-- start --
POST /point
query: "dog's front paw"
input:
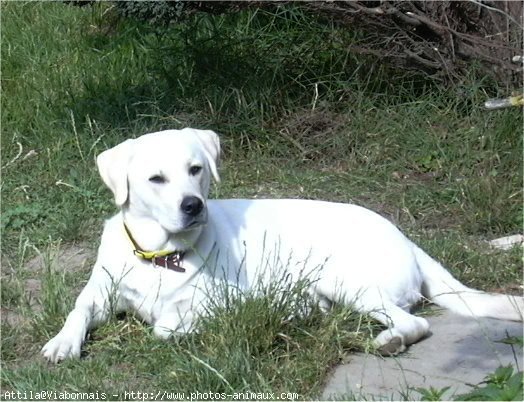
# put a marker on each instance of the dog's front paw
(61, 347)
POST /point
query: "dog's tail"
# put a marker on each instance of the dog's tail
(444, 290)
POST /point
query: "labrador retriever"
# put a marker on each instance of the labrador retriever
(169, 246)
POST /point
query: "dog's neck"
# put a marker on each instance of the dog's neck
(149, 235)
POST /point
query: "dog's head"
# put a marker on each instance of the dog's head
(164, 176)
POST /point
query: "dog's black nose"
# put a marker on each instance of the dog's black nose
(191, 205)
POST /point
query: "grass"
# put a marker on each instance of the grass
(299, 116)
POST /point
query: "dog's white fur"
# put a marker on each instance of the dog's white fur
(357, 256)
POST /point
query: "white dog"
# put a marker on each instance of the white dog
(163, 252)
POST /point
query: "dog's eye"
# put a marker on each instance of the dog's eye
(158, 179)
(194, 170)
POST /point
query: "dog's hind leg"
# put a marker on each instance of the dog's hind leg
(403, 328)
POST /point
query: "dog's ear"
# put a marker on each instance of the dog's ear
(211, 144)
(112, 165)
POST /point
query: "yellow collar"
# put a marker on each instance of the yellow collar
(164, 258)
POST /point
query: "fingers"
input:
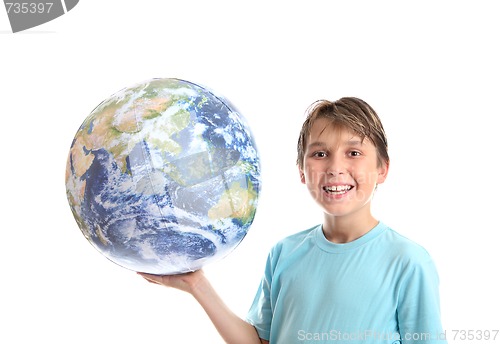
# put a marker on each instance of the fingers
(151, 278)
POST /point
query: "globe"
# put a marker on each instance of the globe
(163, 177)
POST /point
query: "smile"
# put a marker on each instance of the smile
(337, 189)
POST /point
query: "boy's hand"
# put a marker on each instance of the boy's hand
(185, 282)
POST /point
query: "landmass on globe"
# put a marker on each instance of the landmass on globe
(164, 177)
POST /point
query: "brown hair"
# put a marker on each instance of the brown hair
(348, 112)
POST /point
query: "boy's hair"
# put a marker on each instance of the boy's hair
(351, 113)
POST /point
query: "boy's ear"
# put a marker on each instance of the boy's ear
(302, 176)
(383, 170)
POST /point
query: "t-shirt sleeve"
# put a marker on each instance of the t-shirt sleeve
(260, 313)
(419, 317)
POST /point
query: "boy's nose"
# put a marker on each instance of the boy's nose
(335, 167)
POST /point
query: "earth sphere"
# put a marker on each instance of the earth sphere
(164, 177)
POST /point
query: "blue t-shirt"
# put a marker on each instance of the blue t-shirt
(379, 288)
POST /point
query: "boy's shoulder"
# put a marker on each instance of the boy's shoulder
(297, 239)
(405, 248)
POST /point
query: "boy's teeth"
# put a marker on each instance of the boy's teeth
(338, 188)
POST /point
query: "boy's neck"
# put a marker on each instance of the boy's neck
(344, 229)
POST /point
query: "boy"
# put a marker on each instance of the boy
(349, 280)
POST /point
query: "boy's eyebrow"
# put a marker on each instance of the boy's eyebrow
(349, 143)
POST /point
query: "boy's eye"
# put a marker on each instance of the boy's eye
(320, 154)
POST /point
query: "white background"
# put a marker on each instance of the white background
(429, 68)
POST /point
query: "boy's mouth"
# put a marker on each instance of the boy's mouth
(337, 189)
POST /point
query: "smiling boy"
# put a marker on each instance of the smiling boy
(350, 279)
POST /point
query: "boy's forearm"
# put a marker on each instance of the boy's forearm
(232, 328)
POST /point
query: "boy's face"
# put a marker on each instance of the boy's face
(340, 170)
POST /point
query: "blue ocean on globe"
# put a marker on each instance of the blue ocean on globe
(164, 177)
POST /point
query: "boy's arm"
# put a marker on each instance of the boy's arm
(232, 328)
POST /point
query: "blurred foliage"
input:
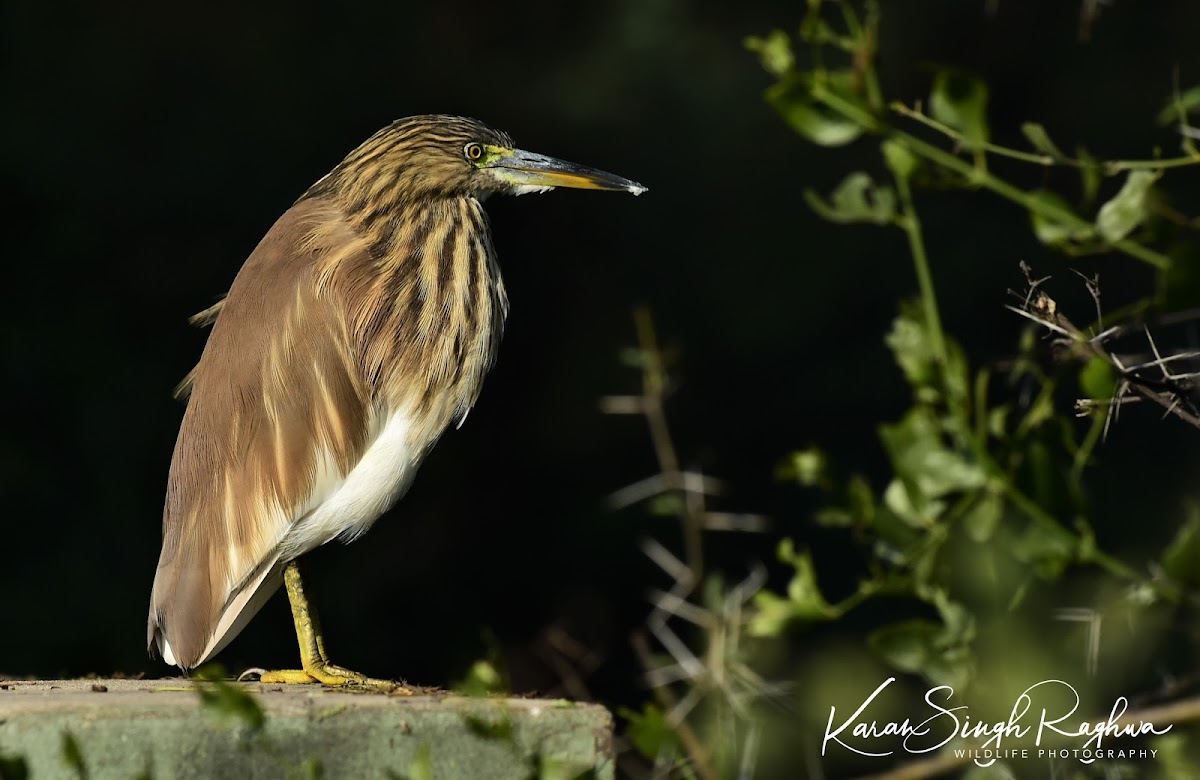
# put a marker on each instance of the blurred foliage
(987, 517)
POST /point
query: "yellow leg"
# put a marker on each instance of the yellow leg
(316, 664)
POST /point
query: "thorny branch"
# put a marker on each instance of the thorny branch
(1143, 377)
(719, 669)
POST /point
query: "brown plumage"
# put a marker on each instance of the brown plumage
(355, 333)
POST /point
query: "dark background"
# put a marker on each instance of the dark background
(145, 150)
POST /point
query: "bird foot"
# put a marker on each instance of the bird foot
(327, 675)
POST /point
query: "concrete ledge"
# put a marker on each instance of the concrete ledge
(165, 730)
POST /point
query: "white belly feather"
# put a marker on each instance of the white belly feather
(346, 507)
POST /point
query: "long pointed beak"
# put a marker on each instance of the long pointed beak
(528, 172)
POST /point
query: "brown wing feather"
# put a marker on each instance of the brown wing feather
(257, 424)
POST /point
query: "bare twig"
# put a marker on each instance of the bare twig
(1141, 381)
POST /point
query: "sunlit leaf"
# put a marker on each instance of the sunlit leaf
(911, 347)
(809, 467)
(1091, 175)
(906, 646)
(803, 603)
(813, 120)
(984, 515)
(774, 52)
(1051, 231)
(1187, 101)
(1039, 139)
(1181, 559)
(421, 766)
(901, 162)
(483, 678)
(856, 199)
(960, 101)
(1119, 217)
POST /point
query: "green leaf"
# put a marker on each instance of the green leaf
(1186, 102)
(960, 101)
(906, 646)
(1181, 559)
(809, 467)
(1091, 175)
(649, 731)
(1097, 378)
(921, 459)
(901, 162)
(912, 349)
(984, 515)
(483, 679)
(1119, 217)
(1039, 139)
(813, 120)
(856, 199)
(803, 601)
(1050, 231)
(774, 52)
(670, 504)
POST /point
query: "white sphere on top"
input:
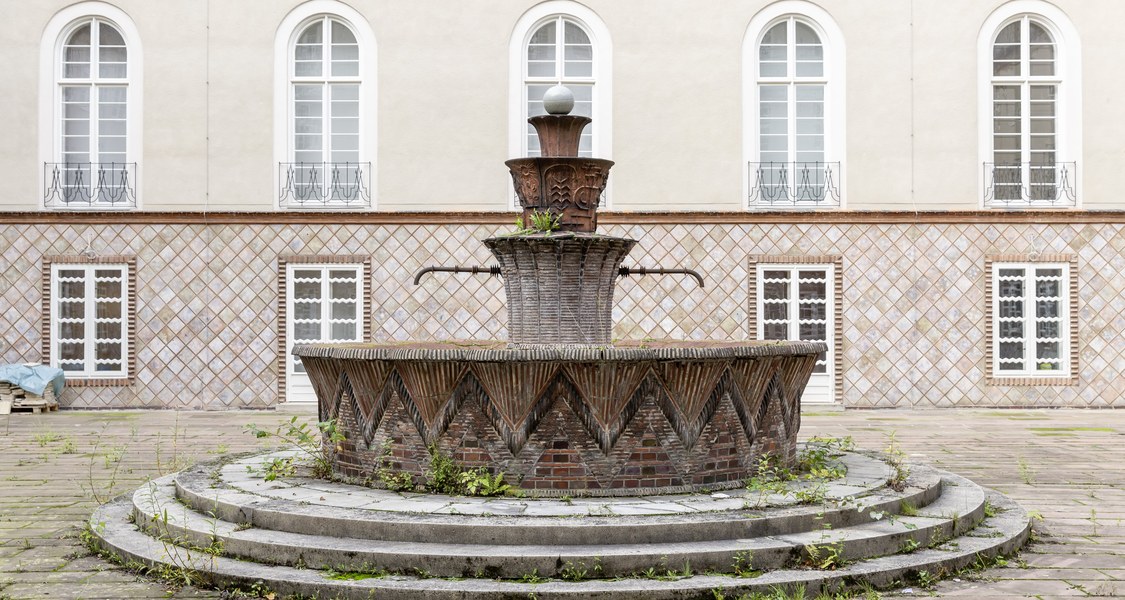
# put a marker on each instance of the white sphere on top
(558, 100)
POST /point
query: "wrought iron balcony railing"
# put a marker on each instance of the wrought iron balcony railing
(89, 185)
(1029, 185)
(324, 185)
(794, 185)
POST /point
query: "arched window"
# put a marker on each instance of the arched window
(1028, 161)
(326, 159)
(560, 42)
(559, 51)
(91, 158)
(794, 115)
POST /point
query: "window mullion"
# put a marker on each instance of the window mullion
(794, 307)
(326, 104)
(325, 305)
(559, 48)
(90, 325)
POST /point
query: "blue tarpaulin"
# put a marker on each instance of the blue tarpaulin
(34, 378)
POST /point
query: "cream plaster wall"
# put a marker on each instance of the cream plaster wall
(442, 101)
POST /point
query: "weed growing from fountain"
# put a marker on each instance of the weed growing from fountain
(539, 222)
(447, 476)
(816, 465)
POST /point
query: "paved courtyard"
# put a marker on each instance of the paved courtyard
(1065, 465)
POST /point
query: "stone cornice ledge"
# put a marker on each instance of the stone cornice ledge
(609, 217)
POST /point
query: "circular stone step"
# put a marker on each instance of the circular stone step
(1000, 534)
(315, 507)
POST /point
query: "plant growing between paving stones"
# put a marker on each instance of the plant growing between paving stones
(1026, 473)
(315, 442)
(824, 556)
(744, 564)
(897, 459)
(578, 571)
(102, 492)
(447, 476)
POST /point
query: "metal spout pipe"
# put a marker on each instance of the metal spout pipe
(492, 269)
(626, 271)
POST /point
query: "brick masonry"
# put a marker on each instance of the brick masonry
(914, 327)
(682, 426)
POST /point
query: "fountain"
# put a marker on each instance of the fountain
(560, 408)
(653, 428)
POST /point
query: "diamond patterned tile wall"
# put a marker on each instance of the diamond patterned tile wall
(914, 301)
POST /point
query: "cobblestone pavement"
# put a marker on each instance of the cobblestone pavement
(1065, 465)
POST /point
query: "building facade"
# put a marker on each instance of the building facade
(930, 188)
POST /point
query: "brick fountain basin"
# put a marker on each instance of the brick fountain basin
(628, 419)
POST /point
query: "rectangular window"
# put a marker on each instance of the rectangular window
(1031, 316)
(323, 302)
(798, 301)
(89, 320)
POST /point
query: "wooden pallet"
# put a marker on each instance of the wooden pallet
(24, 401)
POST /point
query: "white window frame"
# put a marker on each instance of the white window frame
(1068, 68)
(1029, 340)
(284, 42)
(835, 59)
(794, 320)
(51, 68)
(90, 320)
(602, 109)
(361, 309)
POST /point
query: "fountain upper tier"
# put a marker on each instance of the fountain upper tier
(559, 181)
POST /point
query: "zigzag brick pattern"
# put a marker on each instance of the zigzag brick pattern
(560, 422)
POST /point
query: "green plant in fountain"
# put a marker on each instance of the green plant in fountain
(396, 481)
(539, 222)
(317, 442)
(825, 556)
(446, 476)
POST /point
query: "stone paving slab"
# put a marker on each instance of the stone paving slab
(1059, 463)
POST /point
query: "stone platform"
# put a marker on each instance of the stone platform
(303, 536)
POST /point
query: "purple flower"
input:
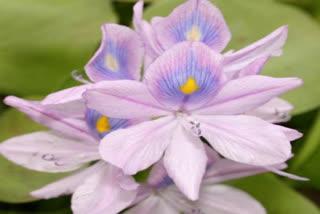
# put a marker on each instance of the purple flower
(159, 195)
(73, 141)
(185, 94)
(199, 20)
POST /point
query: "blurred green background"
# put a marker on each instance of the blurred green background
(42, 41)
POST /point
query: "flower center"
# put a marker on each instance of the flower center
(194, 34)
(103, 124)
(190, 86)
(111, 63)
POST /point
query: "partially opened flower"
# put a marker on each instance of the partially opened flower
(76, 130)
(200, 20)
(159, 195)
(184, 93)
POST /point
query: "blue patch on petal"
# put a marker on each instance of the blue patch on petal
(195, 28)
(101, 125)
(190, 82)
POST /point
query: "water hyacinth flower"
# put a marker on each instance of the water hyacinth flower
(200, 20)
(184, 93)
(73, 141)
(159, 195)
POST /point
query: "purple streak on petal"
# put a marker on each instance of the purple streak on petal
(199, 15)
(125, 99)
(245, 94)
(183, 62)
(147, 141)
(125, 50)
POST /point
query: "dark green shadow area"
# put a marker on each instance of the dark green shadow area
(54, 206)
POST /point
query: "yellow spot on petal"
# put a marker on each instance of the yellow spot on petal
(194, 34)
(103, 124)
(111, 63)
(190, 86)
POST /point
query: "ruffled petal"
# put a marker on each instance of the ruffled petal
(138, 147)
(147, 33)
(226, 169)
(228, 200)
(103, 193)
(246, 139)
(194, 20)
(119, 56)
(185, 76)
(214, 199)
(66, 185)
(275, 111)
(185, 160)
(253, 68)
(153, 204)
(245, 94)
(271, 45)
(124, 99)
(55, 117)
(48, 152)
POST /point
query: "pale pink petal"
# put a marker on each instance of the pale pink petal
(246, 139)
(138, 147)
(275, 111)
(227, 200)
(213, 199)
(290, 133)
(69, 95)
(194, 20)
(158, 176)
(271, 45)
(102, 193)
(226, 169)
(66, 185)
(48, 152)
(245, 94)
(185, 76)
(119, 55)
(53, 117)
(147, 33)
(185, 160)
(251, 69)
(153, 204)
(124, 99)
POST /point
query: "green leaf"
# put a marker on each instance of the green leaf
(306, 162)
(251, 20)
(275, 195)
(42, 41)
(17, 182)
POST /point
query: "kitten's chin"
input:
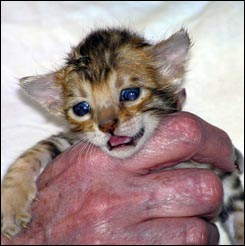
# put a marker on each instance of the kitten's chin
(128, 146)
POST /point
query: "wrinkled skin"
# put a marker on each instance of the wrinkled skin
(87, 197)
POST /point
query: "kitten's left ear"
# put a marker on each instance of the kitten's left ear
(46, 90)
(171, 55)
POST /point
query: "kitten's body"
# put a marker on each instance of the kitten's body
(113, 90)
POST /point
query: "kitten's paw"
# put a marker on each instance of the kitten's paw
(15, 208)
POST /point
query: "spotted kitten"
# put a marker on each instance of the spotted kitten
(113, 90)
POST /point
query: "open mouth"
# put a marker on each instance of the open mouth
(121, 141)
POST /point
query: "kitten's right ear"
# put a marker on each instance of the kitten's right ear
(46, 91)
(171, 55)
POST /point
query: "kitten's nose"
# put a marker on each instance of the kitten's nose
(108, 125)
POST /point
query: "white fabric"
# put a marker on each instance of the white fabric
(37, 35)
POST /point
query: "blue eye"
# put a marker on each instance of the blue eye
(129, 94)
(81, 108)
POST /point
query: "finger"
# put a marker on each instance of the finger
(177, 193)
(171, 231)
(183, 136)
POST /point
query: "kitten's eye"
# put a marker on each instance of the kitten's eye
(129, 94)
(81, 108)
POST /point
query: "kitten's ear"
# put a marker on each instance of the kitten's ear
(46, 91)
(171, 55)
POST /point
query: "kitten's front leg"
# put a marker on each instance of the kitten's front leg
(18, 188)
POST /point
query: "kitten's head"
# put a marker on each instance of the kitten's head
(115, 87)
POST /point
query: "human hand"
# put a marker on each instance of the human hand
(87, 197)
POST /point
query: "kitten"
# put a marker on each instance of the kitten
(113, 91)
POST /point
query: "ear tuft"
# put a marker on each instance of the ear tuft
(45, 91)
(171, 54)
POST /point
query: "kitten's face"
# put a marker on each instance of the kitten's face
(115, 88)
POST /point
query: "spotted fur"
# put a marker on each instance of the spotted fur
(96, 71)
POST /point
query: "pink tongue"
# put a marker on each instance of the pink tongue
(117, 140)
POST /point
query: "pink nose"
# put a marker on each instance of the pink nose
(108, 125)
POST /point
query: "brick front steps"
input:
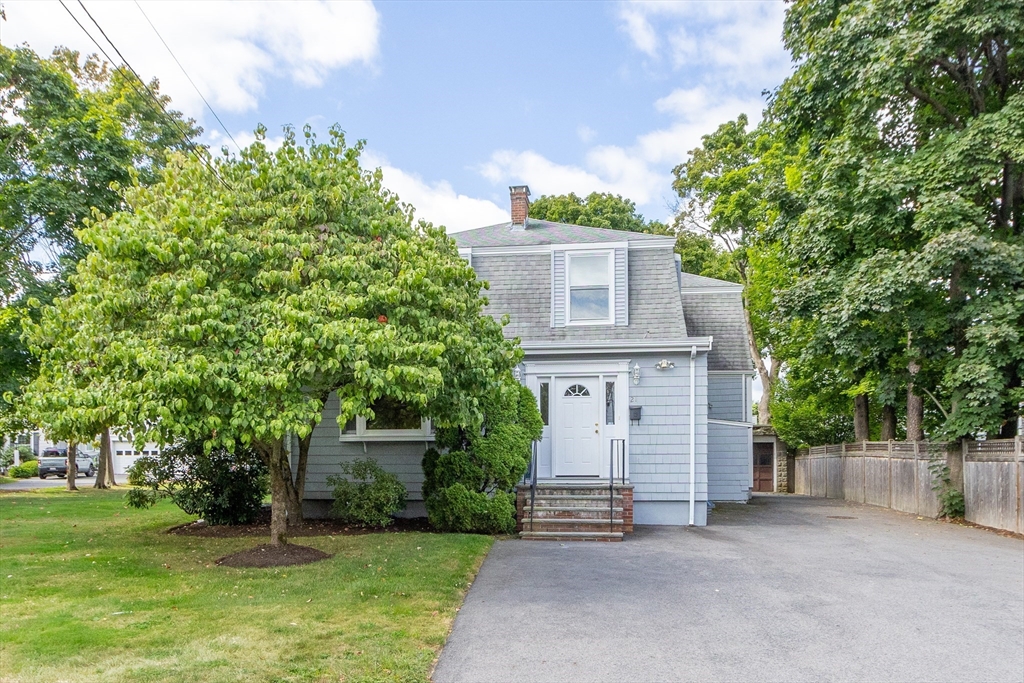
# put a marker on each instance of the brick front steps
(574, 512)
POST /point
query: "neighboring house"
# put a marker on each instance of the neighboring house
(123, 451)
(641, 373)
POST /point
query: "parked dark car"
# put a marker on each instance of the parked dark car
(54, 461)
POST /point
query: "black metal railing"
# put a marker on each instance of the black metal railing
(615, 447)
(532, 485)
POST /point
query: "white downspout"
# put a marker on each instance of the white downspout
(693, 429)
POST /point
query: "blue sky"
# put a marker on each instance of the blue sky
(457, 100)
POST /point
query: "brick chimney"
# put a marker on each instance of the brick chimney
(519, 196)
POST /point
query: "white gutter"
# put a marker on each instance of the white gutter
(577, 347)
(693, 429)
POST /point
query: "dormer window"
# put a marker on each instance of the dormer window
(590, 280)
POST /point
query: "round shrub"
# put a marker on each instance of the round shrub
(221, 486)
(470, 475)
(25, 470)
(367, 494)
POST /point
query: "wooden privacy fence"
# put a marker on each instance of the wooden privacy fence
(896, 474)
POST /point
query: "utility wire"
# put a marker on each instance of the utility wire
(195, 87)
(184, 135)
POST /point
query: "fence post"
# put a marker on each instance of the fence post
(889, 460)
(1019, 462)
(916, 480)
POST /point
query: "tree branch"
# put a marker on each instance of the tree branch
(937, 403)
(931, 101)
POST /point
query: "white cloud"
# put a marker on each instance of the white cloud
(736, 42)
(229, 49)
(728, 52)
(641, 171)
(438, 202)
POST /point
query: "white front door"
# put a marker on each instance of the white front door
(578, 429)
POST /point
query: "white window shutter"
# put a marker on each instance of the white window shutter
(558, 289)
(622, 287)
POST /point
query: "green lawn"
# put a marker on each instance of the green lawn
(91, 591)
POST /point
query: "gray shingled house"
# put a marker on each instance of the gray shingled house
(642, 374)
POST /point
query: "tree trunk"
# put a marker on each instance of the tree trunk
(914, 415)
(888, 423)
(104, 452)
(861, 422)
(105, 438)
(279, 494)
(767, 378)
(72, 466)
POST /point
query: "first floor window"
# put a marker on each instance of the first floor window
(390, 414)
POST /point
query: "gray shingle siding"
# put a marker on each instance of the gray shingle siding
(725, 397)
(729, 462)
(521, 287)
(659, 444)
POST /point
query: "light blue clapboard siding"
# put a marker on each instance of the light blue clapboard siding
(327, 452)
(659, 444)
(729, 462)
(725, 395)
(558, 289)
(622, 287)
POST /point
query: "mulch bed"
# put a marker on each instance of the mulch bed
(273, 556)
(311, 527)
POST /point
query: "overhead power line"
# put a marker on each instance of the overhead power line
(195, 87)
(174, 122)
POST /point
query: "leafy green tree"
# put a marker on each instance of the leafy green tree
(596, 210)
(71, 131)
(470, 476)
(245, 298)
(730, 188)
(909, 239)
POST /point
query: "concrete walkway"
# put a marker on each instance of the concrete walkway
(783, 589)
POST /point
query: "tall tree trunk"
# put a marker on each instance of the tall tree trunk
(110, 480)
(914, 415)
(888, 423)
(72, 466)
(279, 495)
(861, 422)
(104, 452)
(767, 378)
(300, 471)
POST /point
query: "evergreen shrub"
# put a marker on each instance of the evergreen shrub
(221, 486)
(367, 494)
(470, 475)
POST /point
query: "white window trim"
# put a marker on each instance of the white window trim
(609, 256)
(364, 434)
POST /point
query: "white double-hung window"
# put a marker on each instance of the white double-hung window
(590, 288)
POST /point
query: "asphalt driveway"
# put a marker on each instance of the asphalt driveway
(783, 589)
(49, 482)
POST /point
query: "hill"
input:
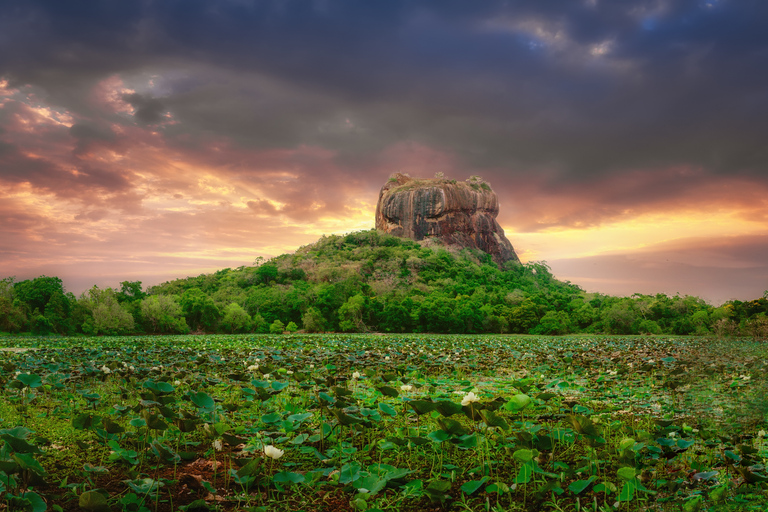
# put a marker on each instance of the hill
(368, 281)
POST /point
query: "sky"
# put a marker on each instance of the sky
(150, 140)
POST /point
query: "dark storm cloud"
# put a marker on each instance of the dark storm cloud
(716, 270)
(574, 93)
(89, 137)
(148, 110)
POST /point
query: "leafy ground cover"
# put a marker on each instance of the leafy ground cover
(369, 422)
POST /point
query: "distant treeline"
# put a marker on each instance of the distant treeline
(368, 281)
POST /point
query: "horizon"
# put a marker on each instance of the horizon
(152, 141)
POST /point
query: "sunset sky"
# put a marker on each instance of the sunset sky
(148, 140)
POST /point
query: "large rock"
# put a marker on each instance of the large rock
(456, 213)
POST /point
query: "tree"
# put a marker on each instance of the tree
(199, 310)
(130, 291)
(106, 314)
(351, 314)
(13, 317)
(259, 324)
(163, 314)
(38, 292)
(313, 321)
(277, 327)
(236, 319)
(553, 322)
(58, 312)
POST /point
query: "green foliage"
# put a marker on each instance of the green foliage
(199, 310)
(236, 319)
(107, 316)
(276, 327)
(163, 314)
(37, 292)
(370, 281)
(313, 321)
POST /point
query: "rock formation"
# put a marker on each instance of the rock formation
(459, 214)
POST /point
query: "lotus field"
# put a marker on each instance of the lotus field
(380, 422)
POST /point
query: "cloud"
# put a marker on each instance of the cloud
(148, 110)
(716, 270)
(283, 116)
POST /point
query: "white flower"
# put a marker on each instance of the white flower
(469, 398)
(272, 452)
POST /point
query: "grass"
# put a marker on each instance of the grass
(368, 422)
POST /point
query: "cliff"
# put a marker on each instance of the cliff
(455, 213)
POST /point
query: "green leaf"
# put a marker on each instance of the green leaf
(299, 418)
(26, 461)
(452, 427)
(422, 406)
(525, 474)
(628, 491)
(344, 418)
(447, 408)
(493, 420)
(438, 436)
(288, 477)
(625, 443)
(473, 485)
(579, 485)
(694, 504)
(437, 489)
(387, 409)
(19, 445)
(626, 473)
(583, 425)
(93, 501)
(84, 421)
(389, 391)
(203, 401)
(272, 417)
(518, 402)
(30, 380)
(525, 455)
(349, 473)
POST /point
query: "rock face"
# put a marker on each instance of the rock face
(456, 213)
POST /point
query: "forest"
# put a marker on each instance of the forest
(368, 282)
-- end --
-- What you need to do --
Report every line of the records that contains the word "wrought", copying each such line in full.

-- Answer --
query: "wrought iron balcony railing"
# put a marker on each instance of the wrought iron balcony railing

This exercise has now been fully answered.